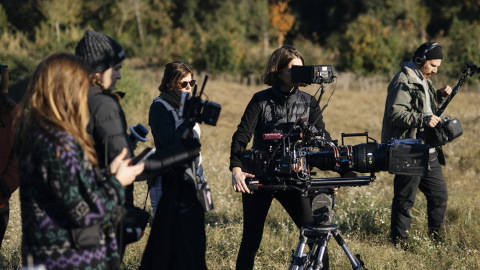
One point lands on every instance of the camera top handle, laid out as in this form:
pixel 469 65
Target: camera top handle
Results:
pixel 456 88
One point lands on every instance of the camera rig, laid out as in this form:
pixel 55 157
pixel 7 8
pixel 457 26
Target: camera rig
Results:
pixel 289 165
pixel 448 129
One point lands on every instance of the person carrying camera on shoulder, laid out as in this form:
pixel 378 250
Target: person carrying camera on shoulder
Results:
pixel 410 108
pixel 272 110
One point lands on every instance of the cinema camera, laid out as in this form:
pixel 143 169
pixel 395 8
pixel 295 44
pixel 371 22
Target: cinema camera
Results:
pixel 289 164
pixel 313 74
pixel 195 110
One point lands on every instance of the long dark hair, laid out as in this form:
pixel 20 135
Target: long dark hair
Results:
pixel 174 72
pixel 56 99
pixel 279 60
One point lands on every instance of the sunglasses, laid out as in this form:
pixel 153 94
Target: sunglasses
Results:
pixel 184 84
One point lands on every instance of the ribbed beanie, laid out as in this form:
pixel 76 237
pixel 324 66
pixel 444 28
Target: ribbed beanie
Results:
pixel 99 51
pixel 435 53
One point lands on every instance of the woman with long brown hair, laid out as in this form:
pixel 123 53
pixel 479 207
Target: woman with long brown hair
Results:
pixel 67 211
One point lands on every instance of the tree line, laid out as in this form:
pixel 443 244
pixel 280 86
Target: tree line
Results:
pixel 237 36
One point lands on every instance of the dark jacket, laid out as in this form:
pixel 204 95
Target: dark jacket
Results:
pixel 271 111
pixel 8 165
pixel 107 126
pixel 60 194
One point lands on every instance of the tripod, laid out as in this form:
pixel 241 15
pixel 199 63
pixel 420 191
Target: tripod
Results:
pixel 323 192
pixel 318 237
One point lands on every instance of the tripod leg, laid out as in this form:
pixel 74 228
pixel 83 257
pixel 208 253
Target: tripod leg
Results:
pixel 323 246
pixel 297 260
pixel 355 264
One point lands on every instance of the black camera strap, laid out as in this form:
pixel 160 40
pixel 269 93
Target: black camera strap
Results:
pixel 456 88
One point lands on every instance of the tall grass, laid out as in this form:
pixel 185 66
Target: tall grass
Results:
pixel 362 213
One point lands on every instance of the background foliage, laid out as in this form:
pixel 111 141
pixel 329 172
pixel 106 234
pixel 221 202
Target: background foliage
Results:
pixel 236 37
pixel 231 40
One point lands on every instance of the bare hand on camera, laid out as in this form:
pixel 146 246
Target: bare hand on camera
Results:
pixel 124 173
pixel 238 180
pixel 433 120
pixel 446 91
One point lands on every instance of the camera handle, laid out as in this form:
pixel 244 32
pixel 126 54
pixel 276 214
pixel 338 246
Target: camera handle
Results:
pixel 456 88
pixel 319 236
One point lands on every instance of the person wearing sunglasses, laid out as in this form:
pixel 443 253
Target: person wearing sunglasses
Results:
pixel 177 239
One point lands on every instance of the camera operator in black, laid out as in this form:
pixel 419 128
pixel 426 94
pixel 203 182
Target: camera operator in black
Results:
pixel 107 125
pixel 410 107
pixel 275 109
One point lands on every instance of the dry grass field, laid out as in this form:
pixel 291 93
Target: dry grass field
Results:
pixel 362 213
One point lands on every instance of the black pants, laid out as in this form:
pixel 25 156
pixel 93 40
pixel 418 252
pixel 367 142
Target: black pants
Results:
pixel 177 239
pixel 255 209
pixel 405 191
pixel 4 215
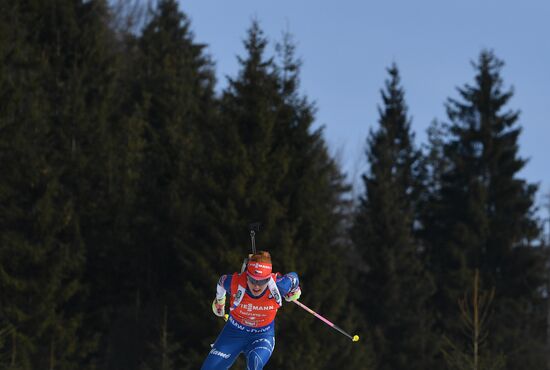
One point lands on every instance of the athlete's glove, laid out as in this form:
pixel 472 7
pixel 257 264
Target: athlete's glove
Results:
pixel 293 295
pixel 218 307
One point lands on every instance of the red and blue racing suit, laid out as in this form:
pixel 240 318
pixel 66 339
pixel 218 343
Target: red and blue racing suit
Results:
pixel 250 328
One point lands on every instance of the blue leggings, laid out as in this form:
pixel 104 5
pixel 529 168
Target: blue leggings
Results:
pixel 232 341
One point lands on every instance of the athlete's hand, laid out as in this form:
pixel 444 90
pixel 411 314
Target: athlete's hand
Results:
pixel 293 295
pixel 218 307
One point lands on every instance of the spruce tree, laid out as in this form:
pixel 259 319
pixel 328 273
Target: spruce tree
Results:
pixel 394 291
pixel 485 220
pixel 169 87
pixel 53 120
pixel 266 164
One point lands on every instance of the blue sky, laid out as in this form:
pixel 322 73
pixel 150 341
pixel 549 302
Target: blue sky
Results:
pixel 347 45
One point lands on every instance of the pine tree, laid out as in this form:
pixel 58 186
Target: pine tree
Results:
pixel 169 88
pixel 485 218
pixel 395 288
pixel 45 146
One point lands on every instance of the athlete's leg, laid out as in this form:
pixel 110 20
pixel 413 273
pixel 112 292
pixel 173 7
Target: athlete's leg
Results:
pixel 259 351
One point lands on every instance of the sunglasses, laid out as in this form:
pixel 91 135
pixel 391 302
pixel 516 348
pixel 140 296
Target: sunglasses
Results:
pixel 257 282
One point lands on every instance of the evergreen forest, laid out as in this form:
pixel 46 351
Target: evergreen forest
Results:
pixel 128 179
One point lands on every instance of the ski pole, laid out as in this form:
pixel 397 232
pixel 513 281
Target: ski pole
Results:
pixel 355 338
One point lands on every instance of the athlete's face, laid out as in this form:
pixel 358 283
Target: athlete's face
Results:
pixel 257 287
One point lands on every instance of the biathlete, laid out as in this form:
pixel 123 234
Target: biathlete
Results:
pixel 255 296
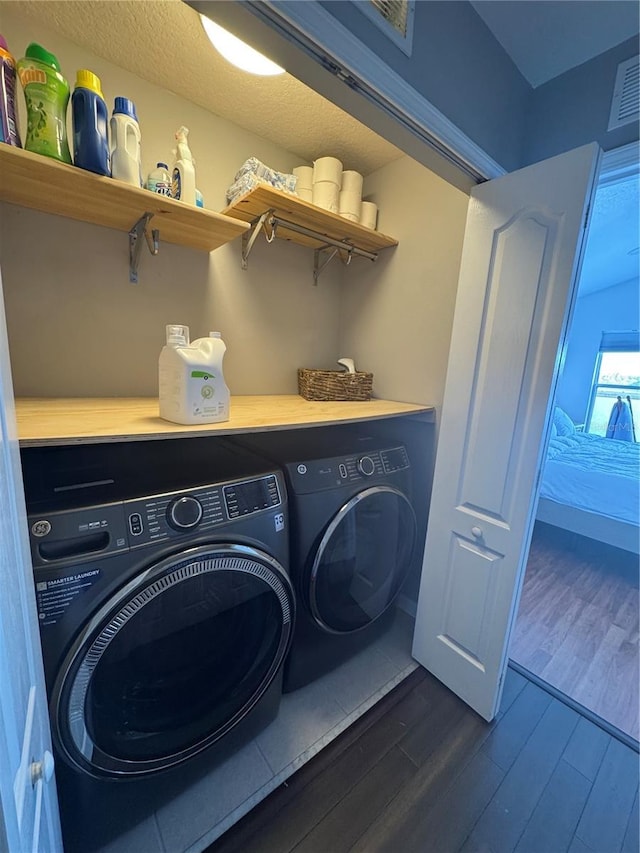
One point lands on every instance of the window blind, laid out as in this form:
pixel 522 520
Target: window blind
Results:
pixel 628 341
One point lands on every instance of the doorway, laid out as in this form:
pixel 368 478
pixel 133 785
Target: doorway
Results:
pixel 577 625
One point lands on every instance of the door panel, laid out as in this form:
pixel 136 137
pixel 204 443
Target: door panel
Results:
pixel 29 811
pixel 520 258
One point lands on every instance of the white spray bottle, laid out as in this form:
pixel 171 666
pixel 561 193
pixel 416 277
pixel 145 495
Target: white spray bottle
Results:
pixel 192 389
pixel 184 173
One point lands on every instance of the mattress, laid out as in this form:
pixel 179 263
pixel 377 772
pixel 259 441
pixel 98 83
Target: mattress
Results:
pixel 596 474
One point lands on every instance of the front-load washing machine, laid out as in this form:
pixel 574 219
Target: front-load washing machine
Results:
pixel 353 540
pixel 164 602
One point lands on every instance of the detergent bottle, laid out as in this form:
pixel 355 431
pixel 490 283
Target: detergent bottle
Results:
pixel 46 94
pixel 184 175
pixel 192 389
pixel 90 118
pixel 8 118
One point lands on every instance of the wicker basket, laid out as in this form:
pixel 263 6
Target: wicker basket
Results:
pixel 334 384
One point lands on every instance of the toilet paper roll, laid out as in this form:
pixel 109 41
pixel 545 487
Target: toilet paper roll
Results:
pixel 352 182
pixel 368 214
pixel 349 202
pixel 327 169
pixel 326 194
pixel 304 174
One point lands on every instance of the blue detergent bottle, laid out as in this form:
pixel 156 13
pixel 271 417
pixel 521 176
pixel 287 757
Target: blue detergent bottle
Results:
pixel 90 118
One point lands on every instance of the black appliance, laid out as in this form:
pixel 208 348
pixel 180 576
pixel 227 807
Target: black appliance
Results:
pixel 164 603
pixel 353 540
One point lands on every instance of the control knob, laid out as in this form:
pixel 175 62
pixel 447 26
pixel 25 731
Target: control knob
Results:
pixel 184 513
pixel 366 466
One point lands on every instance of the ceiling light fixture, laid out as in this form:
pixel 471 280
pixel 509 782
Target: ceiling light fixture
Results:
pixel 237 52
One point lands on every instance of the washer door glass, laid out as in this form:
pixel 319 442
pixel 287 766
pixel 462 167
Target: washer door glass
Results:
pixel 362 560
pixel 174 661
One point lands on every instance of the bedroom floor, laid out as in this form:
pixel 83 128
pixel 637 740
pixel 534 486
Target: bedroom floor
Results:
pixel 577 627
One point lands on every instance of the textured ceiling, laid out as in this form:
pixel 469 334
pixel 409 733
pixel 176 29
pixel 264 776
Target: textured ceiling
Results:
pixel 126 33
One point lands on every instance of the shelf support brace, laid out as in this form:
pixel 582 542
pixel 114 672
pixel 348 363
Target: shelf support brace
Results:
pixel 249 237
pixel 318 267
pixel 135 244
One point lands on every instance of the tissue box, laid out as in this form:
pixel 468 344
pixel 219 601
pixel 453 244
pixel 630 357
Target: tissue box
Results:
pixel 252 173
pixel 334 385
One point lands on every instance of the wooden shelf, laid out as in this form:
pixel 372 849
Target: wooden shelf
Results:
pixel 46 421
pixel 45 184
pixel 285 206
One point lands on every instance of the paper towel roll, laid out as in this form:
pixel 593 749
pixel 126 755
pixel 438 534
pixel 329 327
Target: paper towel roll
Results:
pixel 327 169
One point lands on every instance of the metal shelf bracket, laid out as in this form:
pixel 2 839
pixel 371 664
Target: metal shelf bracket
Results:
pixel 330 245
pixel 135 244
pixel 249 237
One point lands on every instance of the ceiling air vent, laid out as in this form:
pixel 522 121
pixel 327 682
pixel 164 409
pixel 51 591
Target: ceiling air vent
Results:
pixel 395 12
pixel 393 17
pixel 624 107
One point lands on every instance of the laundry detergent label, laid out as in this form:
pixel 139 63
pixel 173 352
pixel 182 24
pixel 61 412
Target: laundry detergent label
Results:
pixel 55 596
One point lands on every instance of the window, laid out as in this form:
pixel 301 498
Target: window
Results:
pixel 393 17
pixel 617 374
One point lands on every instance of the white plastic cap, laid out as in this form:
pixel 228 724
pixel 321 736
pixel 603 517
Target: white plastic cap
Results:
pixel 177 336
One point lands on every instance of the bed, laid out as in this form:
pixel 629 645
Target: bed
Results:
pixel 591 486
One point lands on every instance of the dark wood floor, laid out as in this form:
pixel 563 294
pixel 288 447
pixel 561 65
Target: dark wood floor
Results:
pixel 422 773
pixel 577 626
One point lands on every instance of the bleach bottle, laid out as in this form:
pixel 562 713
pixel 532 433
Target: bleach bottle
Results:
pixel 192 389
pixel 126 159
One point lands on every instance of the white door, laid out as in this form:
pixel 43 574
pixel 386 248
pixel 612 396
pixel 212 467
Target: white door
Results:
pixel 523 244
pixel 27 789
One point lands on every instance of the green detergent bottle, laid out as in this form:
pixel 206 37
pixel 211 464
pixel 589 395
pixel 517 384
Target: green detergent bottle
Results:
pixel 46 93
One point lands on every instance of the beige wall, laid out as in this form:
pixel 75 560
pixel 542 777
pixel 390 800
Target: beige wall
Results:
pixel 397 314
pixel 77 327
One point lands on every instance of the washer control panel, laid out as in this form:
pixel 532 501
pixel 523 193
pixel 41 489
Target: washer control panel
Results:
pixel 318 474
pixel 160 517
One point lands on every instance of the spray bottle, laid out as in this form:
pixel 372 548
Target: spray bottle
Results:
pixel 184 175
pixel 192 389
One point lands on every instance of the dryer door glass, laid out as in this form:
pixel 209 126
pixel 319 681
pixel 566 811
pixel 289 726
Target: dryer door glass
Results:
pixel 362 560
pixel 181 655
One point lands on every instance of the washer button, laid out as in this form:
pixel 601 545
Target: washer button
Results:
pixel 135 523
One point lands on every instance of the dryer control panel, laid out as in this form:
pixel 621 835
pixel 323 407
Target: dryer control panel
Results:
pixel 318 474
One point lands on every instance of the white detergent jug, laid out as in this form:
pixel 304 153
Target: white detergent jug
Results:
pixel 192 389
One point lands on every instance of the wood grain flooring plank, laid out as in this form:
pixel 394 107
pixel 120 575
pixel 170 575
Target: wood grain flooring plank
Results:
pixel 586 748
pixel 606 815
pixel 283 818
pixel 514 729
pixel 514 684
pixel 445 825
pixel 631 843
pixel 555 818
pixel 434 777
pixel 345 823
pixel 575 590
pixel 506 817
pixel 446 711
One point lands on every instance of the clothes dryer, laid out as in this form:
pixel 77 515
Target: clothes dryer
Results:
pixel 353 538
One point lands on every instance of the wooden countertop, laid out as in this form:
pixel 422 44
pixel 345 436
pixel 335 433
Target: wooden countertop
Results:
pixel 76 420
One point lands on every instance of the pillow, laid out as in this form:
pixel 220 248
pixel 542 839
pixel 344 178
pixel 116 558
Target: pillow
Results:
pixel 563 422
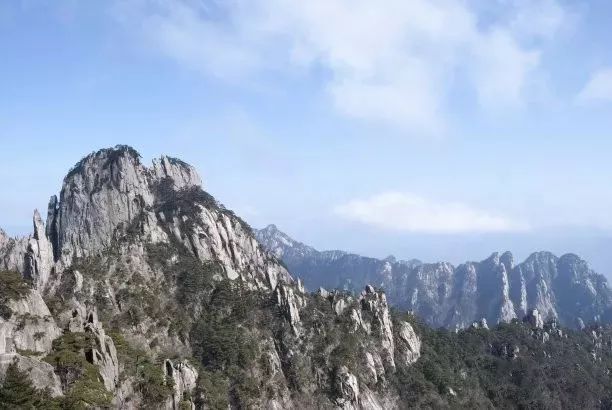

===============

**To do**.
The lines to extract from the data above begin with the line containing "pixel 123 53" and end with the line containing "Target: dark jacket". Extract them exactly, including both.

**Result for this exercise**.
pixel 123 53
pixel 479 207
Target: woman with long brown hair
Results:
pixel 67 211
One point lands on every instance of the tree line, laid out as in this form:
pixel 443 244
pixel 280 86
Target: tree line
Results:
pixel 237 36
One point lands on every instance of the dark jacket, laid out as in this form:
pixel 204 95
Target: dark jacket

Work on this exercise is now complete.